# TASK 1:
According to the passage on nanotechnology in Canada, how many academic nanotechnology degree programs are there in Canada?
# TASK 2:
Continue the passage on nanotechnology in Canada, picking up after its last sentence.

# PROVIDED PASSAGE:
• • • • •
Currently, there are 90 companies in Canada involved in nanotechnology-related business activities.

In addition, there are 64 nanotechnology and nanoscience-related research and community organizations in Canada.

There are 15 academic nanotechnology degree programs in Canada.

The item proceeds to list a number of companies according to these classifications,

Nanomaterial Suppliers
Nanobiotechnology and Nanomedicine Companies
Nanotechnology Products, Applications & Instruments Companies
Nanotechnology Services & Intermediaries

Based on my information (and memory), this listing is in pretty good shape given that it’ s not managed, i.e., people submit information voluntarily and may or may not remember to update it. For example, the company now known as Vive Crop is listed as Vive Nano.  In the listing for ‘initiatives and networks in Canada with a nanotechnology focus’, the defunct NanoTech BC is listed but the currently active Nano Ontario is not.  Also, anyone who wants to locate a business or service in their province will have difficulty as the listings are alphabetical and the short description of the organization does not include location information.

All things considered, they’ve done a remarkably good job of gathering and presenting this information. Thank you to the folks at Nanowerk for this resource.

Speaking of resources, the item does mention Canada’s National Institute of Nanotechnology (NINT) which has undergone some big changes in the last few months. Their previous website  as part of the larger National Research Council (NRC) website has been archived and the new NINT website suggests a serious downsizing effort of some sort has occurred.  The ‘lean and mean’ NRC NINT website contrasts strongly with the more informative and alternative NINT website located on the larger University of Alberta website. As both NINTs boast the same executive director, Dr. Marie D’Iorio, it would seem to be the same organization albeit with two different sites that are not linked to each other. Perhaps this is a new version of Canada’s two solitudes, this time starring the University of Alberta and the National Research Council of Canada. On second thought, the situation may more closely echo that old song title, Torn between two lovers.
• • • • •
Stored data entries:
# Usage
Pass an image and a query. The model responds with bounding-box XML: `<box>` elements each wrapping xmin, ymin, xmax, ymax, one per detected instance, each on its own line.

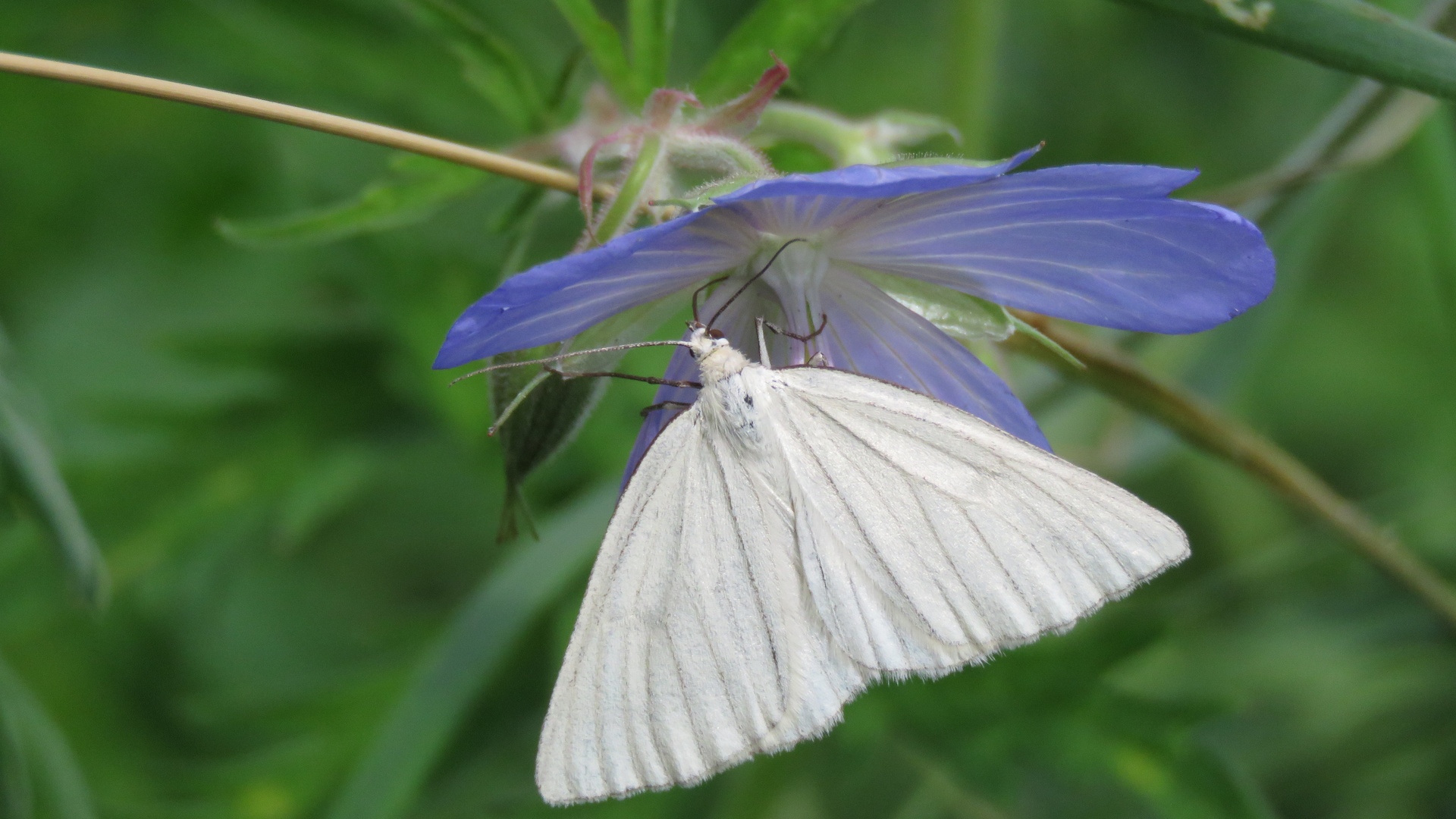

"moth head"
<box><xmin>687</xmin><ymin>321</ymin><xmax>728</xmax><ymax>362</ymax></box>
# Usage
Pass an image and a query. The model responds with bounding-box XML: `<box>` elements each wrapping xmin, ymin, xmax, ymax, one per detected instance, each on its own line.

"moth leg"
<box><xmin>541</xmin><ymin>367</ymin><xmax>703</xmax><ymax>389</ymax></box>
<box><xmin>642</xmin><ymin>400</ymin><xmax>692</xmax><ymax>419</ymax></box>
<box><xmin>758</xmin><ymin>313</ymin><xmax>828</xmax><ymax>344</ymax></box>
<box><xmin>758</xmin><ymin>313</ymin><xmax>828</xmax><ymax>364</ymax></box>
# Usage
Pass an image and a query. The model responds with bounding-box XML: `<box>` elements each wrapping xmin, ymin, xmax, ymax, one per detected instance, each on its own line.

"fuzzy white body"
<box><xmin>536</xmin><ymin>329</ymin><xmax>1188</xmax><ymax>805</ymax></box>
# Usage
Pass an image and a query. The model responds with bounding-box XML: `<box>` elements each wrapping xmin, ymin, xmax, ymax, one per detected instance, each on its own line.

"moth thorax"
<box><xmin>698</xmin><ymin>344</ymin><xmax>748</xmax><ymax>386</ymax></box>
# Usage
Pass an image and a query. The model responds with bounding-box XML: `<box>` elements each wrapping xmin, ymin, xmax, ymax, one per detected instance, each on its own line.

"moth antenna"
<box><xmin>450</xmin><ymin>338</ymin><xmax>687</xmax><ymax>384</ymax></box>
<box><xmin>693</xmin><ymin>275</ymin><xmax>728</xmax><ymax>324</ymax></box>
<box><xmin>708</xmin><ymin>239</ymin><xmax>804</xmax><ymax>326</ymax></box>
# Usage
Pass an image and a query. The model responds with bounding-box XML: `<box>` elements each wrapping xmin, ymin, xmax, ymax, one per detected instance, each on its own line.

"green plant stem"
<box><xmin>0</xmin><ymin>51</ymin><xmax>613</xmax><ymax>198</ymax></box>
<box><xmin>1206</xmin><ymin>0</ymin><xmax>1456</xmax><ymax>220</ymax></box>
<box><xmin>592</xmin><ymin>134</ymin><xmax>663</xmax><ymax>243</ymax></box>
<box><xmin>1008</xmin><ymin>313</ymin><xmax>1456</xmax><ymax>629</ymax></box>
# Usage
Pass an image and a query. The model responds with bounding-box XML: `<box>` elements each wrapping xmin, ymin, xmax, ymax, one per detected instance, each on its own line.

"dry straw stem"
<box><xmin>1008</xmin><ymin>312</ymin><xmax>1456</xmax><ymax>629</ymax></box>
<box><xmin>0</xmin><ymin>51</ymin><xmax>611</xmax><ymax>196</ymax></box>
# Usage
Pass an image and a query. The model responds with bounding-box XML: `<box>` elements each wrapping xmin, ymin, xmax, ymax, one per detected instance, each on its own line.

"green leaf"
<box><xmin>628</xmin><ymin>0</ymin><xmax>677</xmax><ymax>99</ymax></box>
<box><xmin>555</xmin><ymin>0</ymin><xmax>646</xmax><ymax>109</ymax></box>
<box><xmin>328</xmin><ymin>484</ymin><xmax>617</xmax><ymax>819</ymax></box>
<box><xmin>0</xmin><ymin>338</ymin><xmax>111</xmax><ymax>609</ymax></box>
<box><xmin>403</xmin><ymin>0</ymin><xmax>548</xmax><ymax>133</ymax></box>
<box><xmin>217</xmin><ymin>153</ymin><xmax>486</xmax><ymax>248</ymax></box>
<box><xmin>696</xmin><ymin>0</ymin><xmax>868</xmax><ymax>105</ymax></box>
<box><xmin>0</xmin><ymin>657</ymin><xmax>96</xmax><ymax>819</ymax></box>
<box><xmin>1119</xmin><ymin>0</ymin><xmax>1456</xmax><ymax>99</ymax></box>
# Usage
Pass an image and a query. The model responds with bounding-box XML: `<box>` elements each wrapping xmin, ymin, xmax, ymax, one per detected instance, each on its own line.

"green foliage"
<box><xmin>402</xmin><ymin>0</ymin><xmax>552</xmax><ymax>133</ymax></box>
<box><xmin>0</xmin><ymin>657</ymin><xmax>96</xmax><ymax>819</ymax></box>
<box><xmin>695</xmin><ymin>0</ymin><xmax>866</xmax><ymax>105</ymax></box>
<box><xmin>1119</xmin><ymin>0</ymin><xmax>1456</xmax><ymax>99</ymax></box>
<box><xmin>0</xmin><ymin>0</ymin><xmax>1456</xmax><ymax>819</ymax></box>
<box><xmin>0</xmin><ymin>334</ymin><xmax>111</xmax><ymax>609</ymax></box>
<box><xmin>328</xmin><ymin>485</ymin><xmax>617</xmax><ymax>819</ymax></box>
<box><xmin>217</xmin><ymin>153</ymin><xmax>486</xmax><ymax>248</ymax></box>
<box><xmin>555</xmin><ymin>0</ymin><xmax>646</xmax><ymax>109</ymax></box>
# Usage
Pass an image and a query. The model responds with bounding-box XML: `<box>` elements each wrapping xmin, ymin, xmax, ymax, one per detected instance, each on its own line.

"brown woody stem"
<box><xmin>1008</xmin><ymin>313</ymin><xmax>1456</xmax><ymax>629</ymax></box>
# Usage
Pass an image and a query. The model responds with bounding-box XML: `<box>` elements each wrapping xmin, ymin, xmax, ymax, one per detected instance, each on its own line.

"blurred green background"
<box><xmin>0</xmin><ymin>0</ymin><xmax>1456</xmax><ymax>819</ymax></box>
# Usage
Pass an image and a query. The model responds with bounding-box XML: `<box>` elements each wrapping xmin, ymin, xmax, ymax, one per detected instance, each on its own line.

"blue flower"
<box><xmin>435</xmin><ymin>149</ymin><xmax>1274</xmax><ymax>463</ymax></box>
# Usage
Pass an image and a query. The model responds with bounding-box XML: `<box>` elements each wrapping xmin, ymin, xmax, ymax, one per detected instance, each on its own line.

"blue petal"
<box><xmin>435</xmin><ymin>209</ymin><xmax>758</xmax><ymax>370</ymax></box>
<box><xmin>622</xmin><ymin>278</ymin><xmax>788</xmax><ymax>487</ymax></box>
<box><xmin>815</xmin><ymin>270</ymin><xmax>1051</xmax><ymax>450</ymax></box>
<box><xmin>714</xmin><ymin>146</ymin><xmax>1041</xmax><ymax>204</ymax></box>
<box><xmin>827</xmin><ymin>165</ymin><xmax>1274</xmax><ymax>332</ymax></box>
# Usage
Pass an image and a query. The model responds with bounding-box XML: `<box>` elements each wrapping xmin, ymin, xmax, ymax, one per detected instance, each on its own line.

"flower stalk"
<box><xmin>1008</xmin><ymin>313</ymin><xmax>1456</xmax><ymax>629</ymax></box>
<box><xmin>8</xmin><ymin>44</ymin><xmax>1456</xmax><ymax>628</ymax></box>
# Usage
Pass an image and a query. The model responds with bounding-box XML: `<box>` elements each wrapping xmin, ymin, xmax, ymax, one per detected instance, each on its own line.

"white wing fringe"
<box><xmin>536</xmin><ymin>367</ymin><xmax>1188</xmax><ymax>805</ymax></box>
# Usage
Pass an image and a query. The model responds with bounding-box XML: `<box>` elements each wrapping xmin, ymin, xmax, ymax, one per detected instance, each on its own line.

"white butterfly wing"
<box><xmin>536</xmin><ymin>408</ymin><xmax>866</xmax><ymax>805</ymax></box>
<box><xmin>769</xmin><ymin>367</ymin><xmax>1188</xmax><ymax>676</ymax></box>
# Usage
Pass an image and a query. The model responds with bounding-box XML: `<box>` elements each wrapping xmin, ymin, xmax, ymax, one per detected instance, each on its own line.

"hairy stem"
<box><xmin>0</xmin><ymin>51</ymin><xmax>611</xmax><ymax>196</ymax></box>
<box><xmin>1008</xmin><ymin>313</ymin><xmax>1456</xmax><ymax>629</ymax></box>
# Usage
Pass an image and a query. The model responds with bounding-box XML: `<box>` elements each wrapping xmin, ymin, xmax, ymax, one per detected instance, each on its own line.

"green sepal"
<box><xmin>486</xmin><ymin>344</ymin><xmax>607</xmax><ymax>542</ymax></box>
<box><xmin>880</xmin><ymin>156</ymin><xmax>1006</xmax><ymax>168</ymax></box>
<box><xmin>858</xmin><ymin>270</ymin><xmax>1016</xmax><ymax>344</ymax></box>
<box><xmin>1003</xmin><ymin>307</ymin><xmax>1087</xmax><ymax>370</ymax></box>
<box><xmin>652</xmin><ymin>177</ymin><xmax>760</xmax><ymax>213</ymax></box>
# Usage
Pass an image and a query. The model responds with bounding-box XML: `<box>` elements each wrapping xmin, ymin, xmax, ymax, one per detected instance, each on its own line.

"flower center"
<box><xmin>748</xmin><ymin>233</ymin><xmax>828</xmax><ymax>332</ymax></box>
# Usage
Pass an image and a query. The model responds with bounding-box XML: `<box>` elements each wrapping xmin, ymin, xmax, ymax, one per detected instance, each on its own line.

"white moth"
<box><xmin>536</xmin><ymin>325</ymin><xmax>1188</xmax><ymax>805</ymax></box>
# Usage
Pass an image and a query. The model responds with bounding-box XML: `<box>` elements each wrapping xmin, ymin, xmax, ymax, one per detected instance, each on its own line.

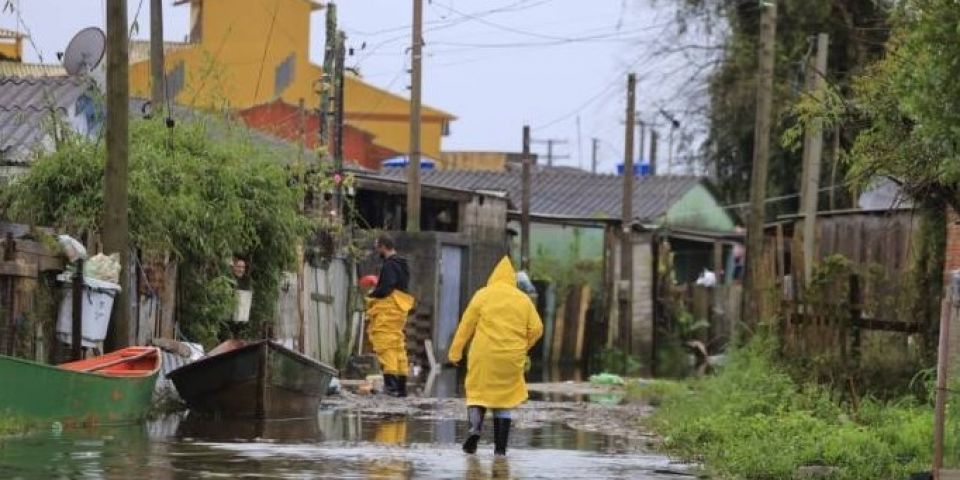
• • • • •
# WRITTEN ANSWER 1:
15

# WRITTEN ANSWER 2:
ÉquiNanos, Québec’s innovative nanoparticle risk management team

ÉquiNanos as described in the January 2013 issue of Nanomedicine: Nanotechnology, Biology, Medicine is both the name for an interdisciplinary nanoparticle risk management team and a model for managing that risk.

Before going further, here’s a citation and a link (if you want to see the article for yourself it is behind a paywall but everyone can get access to the abstract),

EquiNanos: innovative team for nanoparticle risk management by Sylvie Nadeau, Michèle Bouchard, Maximilien Debia, MSc, Nathalie DeMarcellis-Warin, Stéphane Hallé, Victor Songmene, Eng, Marie-Christine Therrien, Kevin Wilkinson, Barthélémy Ateme-Nguema, Geneviève Dufour, André Dufresne, Julien Fatisson, Sami Haddad, Madjid Hadioui, Jules Kouam, François Morency, Robert Tardif, Martin Viens, Scott Weichenthal, Claude Viau, Michel Camus. Nanomedicine. 2013 Jan;9(1):22-4. doi: 10.1016/j.nano.2012.08.003. Epub 2012 Sep 6.

Here’s how the Québec-based and funded authors define the issues, excerpted  from the ÉquiNanos article (Note: Footnotes have been removed),

… Lack of proper evaluation of real risks might threaten to undermine the competitiveness of nanotechnologies. In spite of multiple efforts for more general regulations, and there is currently no specific regulation governing particle size-distribution, and no consensus on the benefits of protection or on the level of safety afforded by proposed protective measures. The different perspectives of the various actors (scientists, industrials, workers, the Occupational Safety and Health Commission (CSST-Quebec), legislators, independent technologies promoters, media, public) regarding risk management reveal the need for an inter-sector approach that allows all groups to achieve their goals. …

Business organizations must manage risks associated with NP in a climate of scientific uncertainty, in the absence of a regulatory framework specifically adapted to NP and without a proven effective and efficient approach to risk management.

This is their proposed model,

ÉquiNanos consists of eight platforms (…): Adaptive decision-aid tool, public and legal governance, communication of risks, monitoring nano-aerosols at the source, evaluation and control of exposure, biological and kinetic monitoring, manufacturing,and preventative actions. Their coordination is based on a functionalistic research-action model allowing the ÉquiNanos team to get involved directly in order to transform business reality and to produce knowledge related to these transformations through communication with all stakeholders and agents of governance. The melting of disciplines and knowledge is the foundation of our inter-sector model.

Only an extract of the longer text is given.